QUOTED TEXT

= = =

Posted by John Davis <jo...@gmail.com>.

You might want to test with softcommit of hours vs 5m for heavy indexing +
light query -- even though there is internal memory structure overhead for
no soft commits, in our testing a 5m soft commit (via commitWithin) has
resulted in a very very large heap usage which I suspect is because of
other overhead associated with it.

On Tue, Jun 4, 2019 at 8:03 AM Erick Erickson <er...@gmail.com>
wrote:

> I need to update that, didn’t understand the bits about retaining internal
> memory structures at the time.
>
> > On Jun 4, 2019, at 2:10 AM, John Davis <jo...@gmail.com>
> wrote:
> >
> > Erick - These conflict, what's changed?
> >
> > So if I were going to recommend settings, they’d be something like this:
> > Do a hard commit with openSearcher=false every 60 seconds.
> > Do a soft commit every 5 minutes.
> >
> > vs
> >
> > Index-heavy, Query-light
> > Set your soft commit interval quite long, up to the maximum latency you
> can
> > stand for documents to be visible. This could be just a couple of minutes
> > or much longer. Maybe even hours with the capability of issuing a hard
> > commit (openSearcher=true) or soft commit on demand.
> >
> https://lucidworks.com/2013/08/23/understanding-transaction-logs-softcommit-and-commit-in-sorlcloud/
> >
> >
> >
> >
> > On Sun, Jun 2, 2019 at 8:58 PM Erick Erickson <er...@gmail.com>
> > wrote:
> >
> >>> I've looked through SolrJ, DIH and others -- is the bottomline
> >>> across all of them to "batch updates" and not commit as long as
> possible?

= = =

DIRECTION 1
Count the lines in the records below that contain the string "hand". Give only the number.

GIVEN DATA

= = =

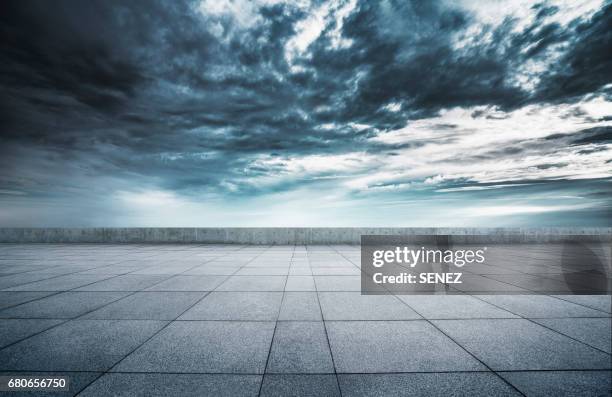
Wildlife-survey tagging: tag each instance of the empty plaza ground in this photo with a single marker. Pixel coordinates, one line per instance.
(233, 320)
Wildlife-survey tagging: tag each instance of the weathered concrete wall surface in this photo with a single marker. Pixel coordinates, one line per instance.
(305, 235)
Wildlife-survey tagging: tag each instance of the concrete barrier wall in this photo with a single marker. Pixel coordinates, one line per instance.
(298, 235)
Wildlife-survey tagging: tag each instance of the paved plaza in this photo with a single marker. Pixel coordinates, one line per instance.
(233, 320)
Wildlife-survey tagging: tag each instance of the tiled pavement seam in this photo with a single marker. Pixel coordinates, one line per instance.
(275, 326)
(428, 320)
(326, 334)
(167, 324)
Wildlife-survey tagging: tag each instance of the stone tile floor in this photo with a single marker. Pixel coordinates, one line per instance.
(196, 320)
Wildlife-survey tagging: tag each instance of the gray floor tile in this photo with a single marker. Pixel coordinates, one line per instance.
(77, 381)
(596, 332)
(127, 282)
(519, 344)
(599, 302)
(8, 299)
(453, 307)
(300, 283)
(173, 385)
(300, 347)
(204, 346)
(156, 305)
(395, 346)
(211, 271)
(14, 280)
(338, 283)
(426, 385)
(534, 306)
(253, 283)
(78, 345)
(354, 306)
(336, 271)
(62, 305)
(300, 385)
(189, 283)
(300, 271)
(264, 271)
(253, 306)
(562, 383)
(300, 306)
(14, 330)
(62, 283)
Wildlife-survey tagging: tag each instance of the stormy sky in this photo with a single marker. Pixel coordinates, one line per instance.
(305, 113)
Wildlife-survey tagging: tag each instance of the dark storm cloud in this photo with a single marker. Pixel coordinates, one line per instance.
(161, 92)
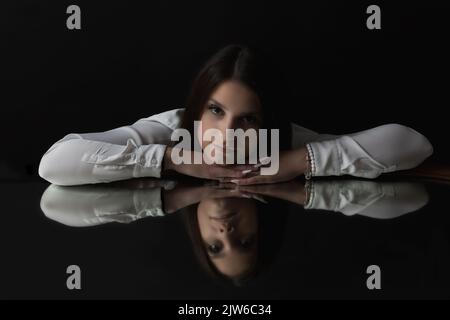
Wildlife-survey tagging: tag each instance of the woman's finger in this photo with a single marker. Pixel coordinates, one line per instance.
(253, 180)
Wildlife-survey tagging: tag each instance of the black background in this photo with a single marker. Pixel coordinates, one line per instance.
(133, 59)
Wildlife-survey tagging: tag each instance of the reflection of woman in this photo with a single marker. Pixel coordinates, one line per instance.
(233, 236)
(236, 88)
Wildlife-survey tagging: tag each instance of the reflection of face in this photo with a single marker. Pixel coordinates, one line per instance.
(231, 106)
(228, 227)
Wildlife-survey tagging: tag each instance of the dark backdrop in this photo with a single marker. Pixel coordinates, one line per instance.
(133, 59)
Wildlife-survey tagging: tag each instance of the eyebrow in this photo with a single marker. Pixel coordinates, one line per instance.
(218, 103)
(250, 113)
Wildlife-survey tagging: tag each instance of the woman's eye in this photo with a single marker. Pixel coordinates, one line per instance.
(247, 242)
(249, 119)
(215, 109)
(214, 248)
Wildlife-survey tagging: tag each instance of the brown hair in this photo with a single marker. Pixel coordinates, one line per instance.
(254, 68)
(271, 224)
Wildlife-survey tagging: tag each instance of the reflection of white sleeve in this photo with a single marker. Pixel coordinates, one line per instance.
(83, 206)
(365, 154)
(122, 153)
(380, 200)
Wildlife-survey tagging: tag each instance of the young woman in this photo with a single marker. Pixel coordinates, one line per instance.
(234, 237)
(236, 88)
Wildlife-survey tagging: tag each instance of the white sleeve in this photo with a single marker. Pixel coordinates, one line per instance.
(122, 153)
(379, 200)
(89, 205)
(367, 153)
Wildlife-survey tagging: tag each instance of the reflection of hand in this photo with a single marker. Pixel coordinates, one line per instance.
(292, 164)
(203, 170)
(293, 191)
(375, 199)
(183, 196)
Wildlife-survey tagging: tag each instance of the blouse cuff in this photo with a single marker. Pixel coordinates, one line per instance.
(324, 158)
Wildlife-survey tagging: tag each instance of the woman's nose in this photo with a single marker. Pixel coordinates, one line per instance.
(226, 228)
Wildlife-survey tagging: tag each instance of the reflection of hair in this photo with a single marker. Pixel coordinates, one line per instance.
(271, 221)
(253, 68)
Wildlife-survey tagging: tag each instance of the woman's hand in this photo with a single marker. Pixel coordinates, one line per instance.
(185, 195)
(293, 191)
(206, 171)
(292, 164)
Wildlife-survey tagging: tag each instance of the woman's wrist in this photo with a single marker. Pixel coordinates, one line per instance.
(301, 161)
(167, 160)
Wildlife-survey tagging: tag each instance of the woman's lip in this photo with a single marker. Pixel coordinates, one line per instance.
(225, 216)
(226, 148)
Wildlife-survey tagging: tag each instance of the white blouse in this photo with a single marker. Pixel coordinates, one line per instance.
(90, 205)
(137, 150)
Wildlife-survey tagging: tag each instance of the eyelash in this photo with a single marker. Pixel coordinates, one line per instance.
(215, 109)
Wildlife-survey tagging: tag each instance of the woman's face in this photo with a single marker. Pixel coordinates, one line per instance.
(228, 227)
(232, 105)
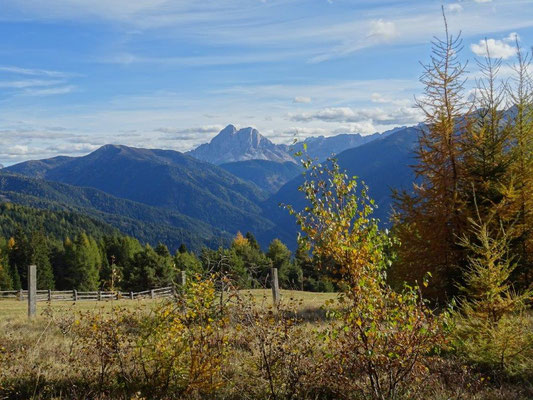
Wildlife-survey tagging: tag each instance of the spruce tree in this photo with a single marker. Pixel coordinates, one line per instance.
(429, 218)
(41, 258)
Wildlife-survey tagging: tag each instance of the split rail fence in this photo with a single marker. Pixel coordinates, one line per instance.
(33, 295)
(74, 295)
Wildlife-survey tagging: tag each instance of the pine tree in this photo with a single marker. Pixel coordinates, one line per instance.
(521, 95)
(12, 268)
(252, 241)
(41, 258)
(290, 274)
(20, 256)
(429, 219)
(485, 148)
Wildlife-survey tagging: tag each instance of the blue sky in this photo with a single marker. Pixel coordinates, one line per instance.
(77, 74)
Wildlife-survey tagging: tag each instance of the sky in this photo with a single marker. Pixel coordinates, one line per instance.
(77, 74)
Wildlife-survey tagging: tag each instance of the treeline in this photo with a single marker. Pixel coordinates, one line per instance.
(105, 259)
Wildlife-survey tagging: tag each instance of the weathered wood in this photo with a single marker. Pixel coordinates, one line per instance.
(32, 290)
(275, 285)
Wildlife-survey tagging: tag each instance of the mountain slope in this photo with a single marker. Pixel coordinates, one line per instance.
(148, 224)
(321, 147)
(232, 145)
(164, 179)
(267, 175)
(382, 164)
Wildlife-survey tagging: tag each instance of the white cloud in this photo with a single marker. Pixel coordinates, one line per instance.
(382, 30)
(497, 48)
(36, 72)
(301, 99)
(396, 116)
(454, 8)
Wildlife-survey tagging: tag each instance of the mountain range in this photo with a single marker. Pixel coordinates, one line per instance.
(232, 145)
(240, 145)
(172, 197)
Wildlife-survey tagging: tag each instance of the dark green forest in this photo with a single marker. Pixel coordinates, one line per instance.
(73, 251)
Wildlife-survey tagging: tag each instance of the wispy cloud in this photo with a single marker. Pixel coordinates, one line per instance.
(301, 99)
(496, 48)
(36, 82)
(37, 72)
(397, 116)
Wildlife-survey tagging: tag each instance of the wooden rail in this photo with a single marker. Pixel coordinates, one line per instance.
(74, 295)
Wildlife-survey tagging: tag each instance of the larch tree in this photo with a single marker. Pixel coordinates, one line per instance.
(520, 91)
(429, 219)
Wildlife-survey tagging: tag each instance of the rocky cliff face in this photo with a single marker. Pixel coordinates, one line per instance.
(232, 145)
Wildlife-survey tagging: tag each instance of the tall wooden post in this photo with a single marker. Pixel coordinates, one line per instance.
(275, 285)
(32, 290)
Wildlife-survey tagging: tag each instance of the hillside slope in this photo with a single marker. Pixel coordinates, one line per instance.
(267, 175)
(382, 164)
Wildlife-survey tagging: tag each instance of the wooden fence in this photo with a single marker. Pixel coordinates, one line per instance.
(74, 295)
(34, 295)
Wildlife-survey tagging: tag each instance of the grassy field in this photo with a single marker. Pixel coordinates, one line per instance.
(14, 309)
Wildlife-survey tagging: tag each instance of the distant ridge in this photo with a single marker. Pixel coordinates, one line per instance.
(164, 179)
(232, 145)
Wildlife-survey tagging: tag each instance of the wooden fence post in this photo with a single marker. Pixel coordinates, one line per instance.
(275, 285)
(32, 290)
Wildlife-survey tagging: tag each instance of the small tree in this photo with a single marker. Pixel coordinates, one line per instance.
(383, 338)
(492, 328)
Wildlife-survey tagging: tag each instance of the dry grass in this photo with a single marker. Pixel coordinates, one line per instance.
(14, 309)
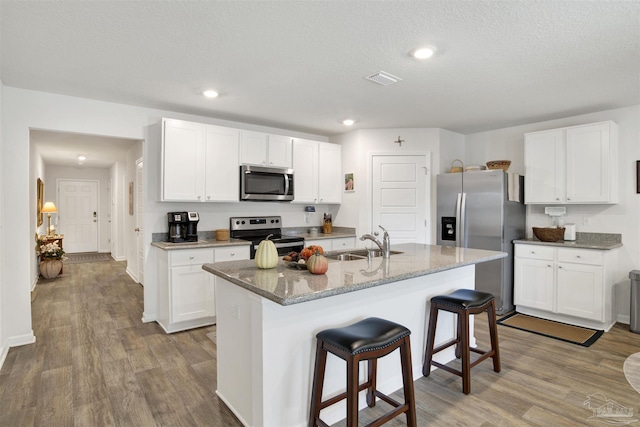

= = =

DIRECTION 2
In the thread, how often does the quoted recommendation say to do a hard commit with openSearcher=false?

WORKED ANSWER 1
2

WORKED ANSWER 2
Every 60 seconds.